§ **EXERCISE AIM**
From the entries below, return only the lines starting at the one that contains "Target: washer control panel" and ending at the one that contains "Target: front-load washer door", exactly as they stand.

§ **SOURCE DATA**
______________________________

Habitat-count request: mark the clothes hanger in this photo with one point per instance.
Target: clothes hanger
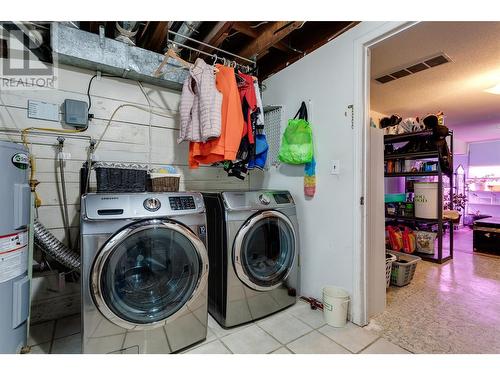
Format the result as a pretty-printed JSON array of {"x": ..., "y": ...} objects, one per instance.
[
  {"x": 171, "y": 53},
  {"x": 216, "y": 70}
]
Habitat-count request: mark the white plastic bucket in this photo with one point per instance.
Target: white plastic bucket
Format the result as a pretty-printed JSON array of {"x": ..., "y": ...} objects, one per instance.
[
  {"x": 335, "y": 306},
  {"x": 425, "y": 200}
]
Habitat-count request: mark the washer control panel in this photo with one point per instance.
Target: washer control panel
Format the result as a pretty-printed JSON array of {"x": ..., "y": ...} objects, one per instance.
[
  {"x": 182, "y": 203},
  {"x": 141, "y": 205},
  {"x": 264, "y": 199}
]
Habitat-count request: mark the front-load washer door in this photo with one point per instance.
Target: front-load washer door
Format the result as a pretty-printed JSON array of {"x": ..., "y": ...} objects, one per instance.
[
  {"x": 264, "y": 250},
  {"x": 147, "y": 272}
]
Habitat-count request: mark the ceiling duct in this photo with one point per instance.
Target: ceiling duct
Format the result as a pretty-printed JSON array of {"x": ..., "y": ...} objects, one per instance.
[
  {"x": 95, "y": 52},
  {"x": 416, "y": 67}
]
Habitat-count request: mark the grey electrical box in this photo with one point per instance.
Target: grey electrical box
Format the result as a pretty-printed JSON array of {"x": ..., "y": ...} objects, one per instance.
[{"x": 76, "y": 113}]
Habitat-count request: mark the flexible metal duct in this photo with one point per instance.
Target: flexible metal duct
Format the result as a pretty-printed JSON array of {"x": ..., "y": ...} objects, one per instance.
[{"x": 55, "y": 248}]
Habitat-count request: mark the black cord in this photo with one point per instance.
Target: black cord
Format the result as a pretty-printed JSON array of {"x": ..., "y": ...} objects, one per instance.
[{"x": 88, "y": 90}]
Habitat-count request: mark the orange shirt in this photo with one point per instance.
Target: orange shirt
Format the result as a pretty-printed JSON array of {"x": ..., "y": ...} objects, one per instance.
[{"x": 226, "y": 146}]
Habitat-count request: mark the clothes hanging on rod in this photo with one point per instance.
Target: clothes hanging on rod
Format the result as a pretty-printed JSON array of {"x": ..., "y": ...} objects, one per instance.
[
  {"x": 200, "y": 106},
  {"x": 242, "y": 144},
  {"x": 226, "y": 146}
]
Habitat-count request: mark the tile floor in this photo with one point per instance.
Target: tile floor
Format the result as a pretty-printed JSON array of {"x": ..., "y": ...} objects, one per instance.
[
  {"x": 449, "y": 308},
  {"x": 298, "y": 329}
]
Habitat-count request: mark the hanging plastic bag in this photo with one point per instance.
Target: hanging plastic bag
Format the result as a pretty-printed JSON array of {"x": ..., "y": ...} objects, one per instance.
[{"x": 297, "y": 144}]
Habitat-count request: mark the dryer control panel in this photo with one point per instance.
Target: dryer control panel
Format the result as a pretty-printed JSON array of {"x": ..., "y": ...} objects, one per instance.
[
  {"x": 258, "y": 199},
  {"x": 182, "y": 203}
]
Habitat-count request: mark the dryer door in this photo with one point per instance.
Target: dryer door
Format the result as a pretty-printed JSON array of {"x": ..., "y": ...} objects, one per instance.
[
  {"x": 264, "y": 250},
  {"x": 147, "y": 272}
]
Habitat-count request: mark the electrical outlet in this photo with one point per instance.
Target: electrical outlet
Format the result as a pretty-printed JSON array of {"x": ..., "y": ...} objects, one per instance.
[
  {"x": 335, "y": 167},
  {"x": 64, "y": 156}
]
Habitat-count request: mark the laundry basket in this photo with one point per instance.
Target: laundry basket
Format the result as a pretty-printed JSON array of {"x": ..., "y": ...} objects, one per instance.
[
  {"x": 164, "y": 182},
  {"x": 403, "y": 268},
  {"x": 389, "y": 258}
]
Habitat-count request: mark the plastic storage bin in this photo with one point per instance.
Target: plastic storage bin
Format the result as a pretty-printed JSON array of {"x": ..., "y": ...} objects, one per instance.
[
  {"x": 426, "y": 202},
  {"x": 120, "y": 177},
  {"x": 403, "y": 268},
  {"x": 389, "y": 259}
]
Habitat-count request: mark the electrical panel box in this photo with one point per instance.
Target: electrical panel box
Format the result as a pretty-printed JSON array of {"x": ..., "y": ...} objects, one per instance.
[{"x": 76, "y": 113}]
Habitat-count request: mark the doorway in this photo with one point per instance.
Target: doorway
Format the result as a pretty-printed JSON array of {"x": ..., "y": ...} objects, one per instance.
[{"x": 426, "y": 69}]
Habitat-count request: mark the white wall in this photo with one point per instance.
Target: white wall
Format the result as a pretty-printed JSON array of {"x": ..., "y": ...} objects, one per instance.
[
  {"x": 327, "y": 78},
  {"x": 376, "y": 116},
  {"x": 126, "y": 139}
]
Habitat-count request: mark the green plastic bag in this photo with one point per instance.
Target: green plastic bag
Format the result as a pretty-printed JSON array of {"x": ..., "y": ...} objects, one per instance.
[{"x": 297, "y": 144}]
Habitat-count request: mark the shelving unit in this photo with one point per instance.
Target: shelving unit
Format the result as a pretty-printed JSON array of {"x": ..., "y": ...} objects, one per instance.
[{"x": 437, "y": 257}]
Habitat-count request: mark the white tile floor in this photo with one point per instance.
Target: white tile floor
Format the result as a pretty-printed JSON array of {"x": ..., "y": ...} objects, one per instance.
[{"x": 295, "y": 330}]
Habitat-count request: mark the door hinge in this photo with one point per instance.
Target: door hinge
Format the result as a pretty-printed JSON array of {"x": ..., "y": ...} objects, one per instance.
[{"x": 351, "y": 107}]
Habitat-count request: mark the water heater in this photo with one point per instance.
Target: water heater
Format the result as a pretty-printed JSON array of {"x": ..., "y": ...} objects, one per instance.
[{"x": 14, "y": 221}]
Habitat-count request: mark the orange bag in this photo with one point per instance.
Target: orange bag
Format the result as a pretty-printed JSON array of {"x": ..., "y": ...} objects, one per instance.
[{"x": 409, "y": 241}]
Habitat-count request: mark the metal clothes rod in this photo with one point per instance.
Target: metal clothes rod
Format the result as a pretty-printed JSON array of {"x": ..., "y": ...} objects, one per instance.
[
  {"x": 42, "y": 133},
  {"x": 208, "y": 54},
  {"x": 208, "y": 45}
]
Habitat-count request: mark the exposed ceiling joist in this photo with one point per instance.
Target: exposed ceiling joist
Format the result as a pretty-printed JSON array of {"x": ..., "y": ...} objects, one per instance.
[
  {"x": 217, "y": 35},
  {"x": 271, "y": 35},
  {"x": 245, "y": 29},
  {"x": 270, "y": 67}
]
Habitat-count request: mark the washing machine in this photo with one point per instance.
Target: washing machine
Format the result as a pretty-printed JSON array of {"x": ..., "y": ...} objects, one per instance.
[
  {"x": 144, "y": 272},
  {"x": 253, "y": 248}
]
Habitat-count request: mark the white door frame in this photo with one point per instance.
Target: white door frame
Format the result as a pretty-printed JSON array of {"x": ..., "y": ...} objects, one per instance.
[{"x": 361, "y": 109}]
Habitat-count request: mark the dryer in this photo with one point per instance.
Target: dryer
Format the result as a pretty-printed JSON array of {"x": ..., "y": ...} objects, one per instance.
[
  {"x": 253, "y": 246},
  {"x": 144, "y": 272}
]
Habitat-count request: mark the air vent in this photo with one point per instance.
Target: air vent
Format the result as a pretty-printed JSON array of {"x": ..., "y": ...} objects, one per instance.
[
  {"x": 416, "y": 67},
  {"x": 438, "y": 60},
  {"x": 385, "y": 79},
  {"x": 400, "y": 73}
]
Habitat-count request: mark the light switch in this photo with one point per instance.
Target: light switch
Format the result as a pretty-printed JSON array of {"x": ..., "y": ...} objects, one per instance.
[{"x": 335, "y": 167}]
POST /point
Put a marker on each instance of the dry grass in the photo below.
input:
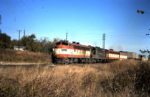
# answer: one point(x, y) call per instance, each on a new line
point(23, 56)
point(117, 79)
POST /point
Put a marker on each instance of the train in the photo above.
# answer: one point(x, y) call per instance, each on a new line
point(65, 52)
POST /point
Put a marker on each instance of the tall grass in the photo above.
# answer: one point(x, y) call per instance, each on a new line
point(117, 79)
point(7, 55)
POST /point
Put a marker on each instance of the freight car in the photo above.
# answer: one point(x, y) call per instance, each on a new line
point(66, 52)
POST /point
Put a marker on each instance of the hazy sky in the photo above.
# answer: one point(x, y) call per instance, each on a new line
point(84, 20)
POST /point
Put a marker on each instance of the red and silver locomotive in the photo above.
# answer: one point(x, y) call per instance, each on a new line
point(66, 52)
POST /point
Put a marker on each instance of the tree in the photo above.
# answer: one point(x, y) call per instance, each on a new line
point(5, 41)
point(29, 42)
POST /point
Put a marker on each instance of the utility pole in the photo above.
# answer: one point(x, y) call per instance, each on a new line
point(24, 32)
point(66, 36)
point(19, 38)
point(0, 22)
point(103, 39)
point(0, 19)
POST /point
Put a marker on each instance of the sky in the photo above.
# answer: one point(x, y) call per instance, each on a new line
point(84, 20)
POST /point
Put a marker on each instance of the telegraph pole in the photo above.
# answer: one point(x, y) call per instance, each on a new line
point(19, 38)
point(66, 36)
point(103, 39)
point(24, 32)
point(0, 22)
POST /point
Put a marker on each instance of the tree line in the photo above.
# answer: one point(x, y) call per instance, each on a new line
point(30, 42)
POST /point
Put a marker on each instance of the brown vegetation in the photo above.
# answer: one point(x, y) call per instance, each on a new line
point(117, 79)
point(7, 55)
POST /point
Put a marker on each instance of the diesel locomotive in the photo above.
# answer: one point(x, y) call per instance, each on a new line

______________________________

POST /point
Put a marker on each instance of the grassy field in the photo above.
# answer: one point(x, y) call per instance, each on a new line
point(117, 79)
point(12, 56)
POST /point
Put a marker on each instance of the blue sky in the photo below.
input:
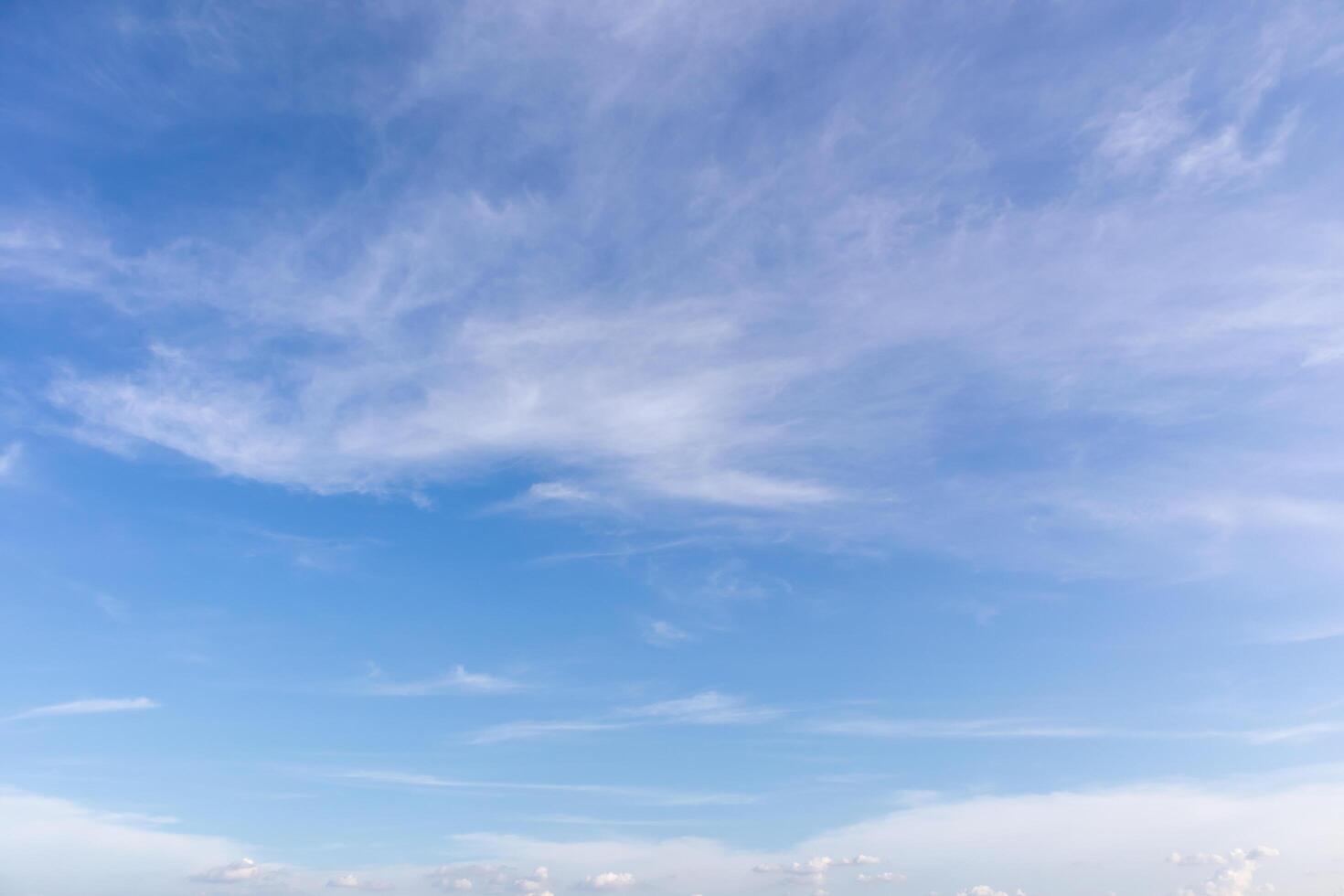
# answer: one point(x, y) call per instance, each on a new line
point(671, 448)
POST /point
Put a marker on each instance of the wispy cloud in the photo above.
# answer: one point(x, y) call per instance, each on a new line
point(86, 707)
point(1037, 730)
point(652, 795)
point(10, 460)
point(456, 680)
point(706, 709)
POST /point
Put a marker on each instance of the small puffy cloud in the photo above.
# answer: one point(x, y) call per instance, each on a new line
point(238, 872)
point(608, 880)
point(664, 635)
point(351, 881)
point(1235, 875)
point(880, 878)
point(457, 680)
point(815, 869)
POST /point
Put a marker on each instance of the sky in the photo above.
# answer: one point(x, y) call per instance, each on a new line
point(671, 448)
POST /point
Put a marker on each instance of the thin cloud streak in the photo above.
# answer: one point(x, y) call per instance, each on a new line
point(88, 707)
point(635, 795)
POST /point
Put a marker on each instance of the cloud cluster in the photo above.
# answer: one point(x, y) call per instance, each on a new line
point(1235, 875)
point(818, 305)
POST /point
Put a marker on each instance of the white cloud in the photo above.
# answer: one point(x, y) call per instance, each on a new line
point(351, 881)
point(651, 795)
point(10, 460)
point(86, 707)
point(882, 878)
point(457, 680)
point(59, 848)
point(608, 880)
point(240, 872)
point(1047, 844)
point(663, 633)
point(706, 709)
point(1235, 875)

______________________________

§ **RESPONSE TO THIS TASK**
Target: washer control panel
Format the result as a pretty-printed JSON array of {"x": ..., "y": ...} objects, one per instance.
[
  {"x": 182, "y": 203},
  {"x": 141, "y": 205},
  {"x": 264, "y": 199}
]
Habitat-count request: mark the front-load washer door in this photo with one point per instance.
Target: front-load washer door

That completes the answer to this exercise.